*Task instructions:*
Pull out each line of the listing below that contains the word "quarter", treating uppercase and lowercase as different.

*Data shown:*
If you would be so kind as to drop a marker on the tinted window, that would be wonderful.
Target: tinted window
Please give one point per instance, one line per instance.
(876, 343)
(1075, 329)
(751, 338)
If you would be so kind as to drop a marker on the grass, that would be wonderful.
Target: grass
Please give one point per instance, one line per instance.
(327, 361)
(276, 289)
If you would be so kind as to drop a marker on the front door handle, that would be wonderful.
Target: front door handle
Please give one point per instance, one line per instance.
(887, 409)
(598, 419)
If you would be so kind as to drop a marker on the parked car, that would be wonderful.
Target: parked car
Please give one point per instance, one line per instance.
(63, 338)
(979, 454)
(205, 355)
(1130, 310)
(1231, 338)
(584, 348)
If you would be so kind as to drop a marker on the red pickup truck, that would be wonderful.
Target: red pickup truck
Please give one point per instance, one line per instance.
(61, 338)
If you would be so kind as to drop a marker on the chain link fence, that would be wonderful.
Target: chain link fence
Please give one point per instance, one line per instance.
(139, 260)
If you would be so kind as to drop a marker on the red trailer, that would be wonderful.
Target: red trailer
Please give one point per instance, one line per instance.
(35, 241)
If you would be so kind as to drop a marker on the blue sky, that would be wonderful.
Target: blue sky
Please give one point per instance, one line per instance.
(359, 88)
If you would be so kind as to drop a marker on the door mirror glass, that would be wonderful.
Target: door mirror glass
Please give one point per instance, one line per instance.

--

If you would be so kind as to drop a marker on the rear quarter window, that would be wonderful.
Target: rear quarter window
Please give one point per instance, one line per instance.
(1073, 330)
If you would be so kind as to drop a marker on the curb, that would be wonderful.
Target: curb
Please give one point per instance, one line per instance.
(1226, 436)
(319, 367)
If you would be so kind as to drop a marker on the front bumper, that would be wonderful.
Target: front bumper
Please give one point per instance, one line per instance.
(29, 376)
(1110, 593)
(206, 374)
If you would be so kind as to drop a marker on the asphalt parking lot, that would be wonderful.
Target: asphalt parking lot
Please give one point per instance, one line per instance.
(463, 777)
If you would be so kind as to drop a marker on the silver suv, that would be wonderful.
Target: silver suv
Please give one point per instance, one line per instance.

*Response to the exercise:*
If you would be so kind as to drop a marker on the rear quarter window, that would be wonderful.
Target: rear quarter window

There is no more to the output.